◆ **PROMPT**
Please write out the material below exactly as given.

--

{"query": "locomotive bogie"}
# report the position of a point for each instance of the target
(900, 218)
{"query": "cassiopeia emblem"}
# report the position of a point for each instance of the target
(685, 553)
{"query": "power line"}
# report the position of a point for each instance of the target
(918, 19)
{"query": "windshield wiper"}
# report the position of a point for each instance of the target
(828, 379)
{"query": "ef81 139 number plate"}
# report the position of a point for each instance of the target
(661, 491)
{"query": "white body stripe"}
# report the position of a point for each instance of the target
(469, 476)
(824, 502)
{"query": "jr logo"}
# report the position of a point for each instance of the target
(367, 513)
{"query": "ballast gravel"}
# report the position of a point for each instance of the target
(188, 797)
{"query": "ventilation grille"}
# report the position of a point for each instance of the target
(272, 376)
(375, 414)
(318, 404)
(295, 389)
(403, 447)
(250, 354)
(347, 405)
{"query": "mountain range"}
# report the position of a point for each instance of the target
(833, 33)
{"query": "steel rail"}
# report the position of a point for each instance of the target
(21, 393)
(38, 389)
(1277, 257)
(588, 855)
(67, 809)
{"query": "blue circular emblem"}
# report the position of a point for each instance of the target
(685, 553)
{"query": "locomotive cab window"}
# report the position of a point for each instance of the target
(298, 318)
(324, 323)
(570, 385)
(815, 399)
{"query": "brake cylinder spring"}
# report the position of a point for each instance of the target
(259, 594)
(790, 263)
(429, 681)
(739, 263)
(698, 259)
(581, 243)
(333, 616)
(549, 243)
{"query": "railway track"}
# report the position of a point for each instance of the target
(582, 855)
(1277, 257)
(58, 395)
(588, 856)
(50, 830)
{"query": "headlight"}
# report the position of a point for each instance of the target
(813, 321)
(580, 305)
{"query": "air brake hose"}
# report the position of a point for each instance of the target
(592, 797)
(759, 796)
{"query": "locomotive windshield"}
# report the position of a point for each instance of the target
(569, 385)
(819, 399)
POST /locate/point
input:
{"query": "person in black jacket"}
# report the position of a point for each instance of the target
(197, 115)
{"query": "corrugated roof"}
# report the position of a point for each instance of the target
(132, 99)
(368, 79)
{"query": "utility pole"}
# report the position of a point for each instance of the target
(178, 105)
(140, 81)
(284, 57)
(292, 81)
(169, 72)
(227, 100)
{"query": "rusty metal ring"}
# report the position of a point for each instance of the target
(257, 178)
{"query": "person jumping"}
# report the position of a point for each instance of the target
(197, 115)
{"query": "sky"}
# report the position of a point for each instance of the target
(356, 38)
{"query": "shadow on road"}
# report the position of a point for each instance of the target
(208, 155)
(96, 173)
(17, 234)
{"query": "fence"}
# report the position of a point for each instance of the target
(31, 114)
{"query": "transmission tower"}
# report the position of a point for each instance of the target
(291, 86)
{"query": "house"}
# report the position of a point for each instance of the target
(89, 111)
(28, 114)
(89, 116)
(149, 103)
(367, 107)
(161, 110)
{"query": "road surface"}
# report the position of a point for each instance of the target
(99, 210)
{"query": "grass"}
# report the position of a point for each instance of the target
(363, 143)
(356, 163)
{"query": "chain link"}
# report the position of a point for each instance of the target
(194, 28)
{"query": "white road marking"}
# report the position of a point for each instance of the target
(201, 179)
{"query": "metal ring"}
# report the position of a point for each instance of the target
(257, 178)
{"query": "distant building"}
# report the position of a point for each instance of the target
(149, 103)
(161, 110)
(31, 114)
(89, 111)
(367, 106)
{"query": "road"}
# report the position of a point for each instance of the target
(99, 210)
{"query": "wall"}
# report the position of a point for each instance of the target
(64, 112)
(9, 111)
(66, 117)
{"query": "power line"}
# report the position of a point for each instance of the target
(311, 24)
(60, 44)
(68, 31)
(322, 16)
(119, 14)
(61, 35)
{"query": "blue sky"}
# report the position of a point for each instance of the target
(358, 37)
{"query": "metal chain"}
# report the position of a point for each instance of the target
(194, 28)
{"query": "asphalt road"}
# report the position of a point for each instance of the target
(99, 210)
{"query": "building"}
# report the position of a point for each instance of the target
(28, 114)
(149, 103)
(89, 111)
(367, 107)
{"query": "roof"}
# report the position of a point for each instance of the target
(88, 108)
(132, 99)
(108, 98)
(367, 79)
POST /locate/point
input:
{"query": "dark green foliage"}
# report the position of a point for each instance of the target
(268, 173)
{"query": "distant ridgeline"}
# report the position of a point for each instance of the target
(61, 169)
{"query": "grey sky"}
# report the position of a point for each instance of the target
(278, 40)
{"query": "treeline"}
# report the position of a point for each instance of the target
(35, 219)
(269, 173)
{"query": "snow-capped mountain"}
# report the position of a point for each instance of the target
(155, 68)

--

◆ **COMPLETE ANSWER**
{"query": "locomotive bogie"}
# report the position of a point for each instance of the target
(900, 218)
{"query": "cassiopeia emblem"}
# report the position of a point for each instance of the target
(685, 553)
{"query": "power line"}
# report the position of a point for each instance of the target
(918, 19)
{"query": "windshield wiper"}
# report the position of a point for each instance of the target
(828, 379)
{"query": "ef81 139 number plate"}
# report the position of a point for each instance of the target
(661, 491)
{"query": "white body stripe"}
# report the position of a point for each instance of the target
(469, 476)
(824, 502)
{"query": "jr logo"}
# report the position of a point for each instance of the target
(367, 513)
{"query": "ballast gravel"}
# report the position of a point for each instance of the target
(188, 797)
{"query": "ventilation grille"}
# report the position of a point for each instance of the target
(272, 376)
(375, 414)
(318, 404)
(295, 389)
(403, 447)
(250, 354)
(347, 405)
{"query": "mountain range"}
# report the position of a point for each instance of the target
(833, 33)
{"query": "steel rail"}
# report the position of a point for each instance of the target
(21, 393)
(38, 389)
(1277, 257)
(588, 855)
(67, 809)
{"query": "blue circular emblem"}
# report the position of a point for each instance of the target
(685, 553)
{"query": "locomotive cab window"}
# report the position of a point for each instance of the target
(298, 318)
(324, 323)
(570, 385)
(815, 399)
{"query": "brake cylinder spring"}
# report the position of a point for each instance of the target
(259, 594)
(790, 263)
(429, 681)
(739, 263)
(698, 259)
(581, 243)
(333, 616)
(549, 243)
{"query": "railway track"}
# report the position of a point for each instance of the target
(582, 855)
(1277, 257)
(58, 395)
(588, 856)
(50, 830)
{"query": "headlight"}
# report the position of a point for each instance of the target
(813, 321)
(580, 305)
{"query": "air brake hose"}
# report the position of a point for each instance of the target
(592, 797)
(759, 796)
{"query": "locomotive windshield"}
# report the position of a point for each instance of the target
(569, 385)
(819, 399)
POST /locate/point
input:
{"query": "person in black jacket"}
# report the position of a point for each instance of the target
(197, 115)
{"query": "corrugated roof"}
# report the position of a point for each instance of the target
(132, 99)
(368, 79)
{"query": "utility pole"}
# report the position of a point for each instance of the target
(178, 105)
(140, 81)
(284, 57)
(292, 81)
(169, 72)
(227, 100)
{"query": "rusty metal ring"}
# report the position of a point for each instance of the target
(257, 178)
{"query": "person jumping"}
# report the position of a point for each instance of the target
(197, 115)
{"query": "sky"}
# report the position of a point for each instance of the target
(356, 38)
{"query": "shadow on road"}
# report the position of a point for each instance of the target
(208, 155)
(96, 173)
(17, 234)
{"query": "fence"}
# report the position of a point for each instance of the target
(31, 114)
{"query": "transmission tower"}
# report the position of a point for each instance of the target
(291, 86)
{"query": "house"}
# report the position of a point for each instance of the target
(89, 111)
(28, 114)
(89, 116)
(149, 103)
(367, 107)
(161, 110)
{"query": "road surface"}
# report the position of a point for each instance of the target
(99, 210)
{"query": "grass"}
# report the position of a point for each instance of the target
(363, 143)
(356, 163)
{"query": "chain link"}
# report the position of a point for each instance of the target
(194, 28)
{"query": "white road marking"}
# report the position of a point for each instance of the target
(201, 179)
{"query": "metal ring"}
# report the position of a point for each instance of the target
(257, 178)
{"query": "distant building"}
# report the position of a point for each instance of the target
(149, 103)
(161, 110)
(31, 114)
(89, 111)
(367, 106)
{"query": "road"}
# report the position of a point for each instance of the target
(99, 210)
{"query": "wall"}
# report the position of a point for each instance of the target
(64, 112)
(9, 111)
(66, 117)
{"query": "power line"}
# report the position of a point for each instance of the target
(311, 24)
(60, 44)
(68, 31)
(322, 16)
(119, 14)
(61, 35)
{"query": "blue sky"}
# report the position of a point for each instance of the target
(358, 37)
{"query": "metal chain"}
# report the position of a point for each instance of the target
(194, 28)
{"query": "asphalt road"}
# report the position of a point for each instance of the target
(99, 210)
{"query": "building"}
# report the position of a point for each instance of the target
(28, 114)
(149, 103)
(89, 111)
(367, 107)
{"query": "roof"}
# report the position of a point for each instance of the target
(88, 108)
(132, 99)
(108, 98)
(367, 79)
POST /locate/point
input:
{"query": "dark green foliage"}
# report the position of a point for each instance of the target
(268, 173)
{"query": "distant ridgeline"}
# report the position of a point for each instance of the target
(61, 169)
{"query": "grey sky"}
# report the position of a point for each instance of the target
(278, 40)
{"query": "treeline"}
# report the position of a point for each instance of the target
(35, 219)
(269, 173)
{"query": "snow-capped mountain"}
# report the position of a point for each instance of the target
(155, 68)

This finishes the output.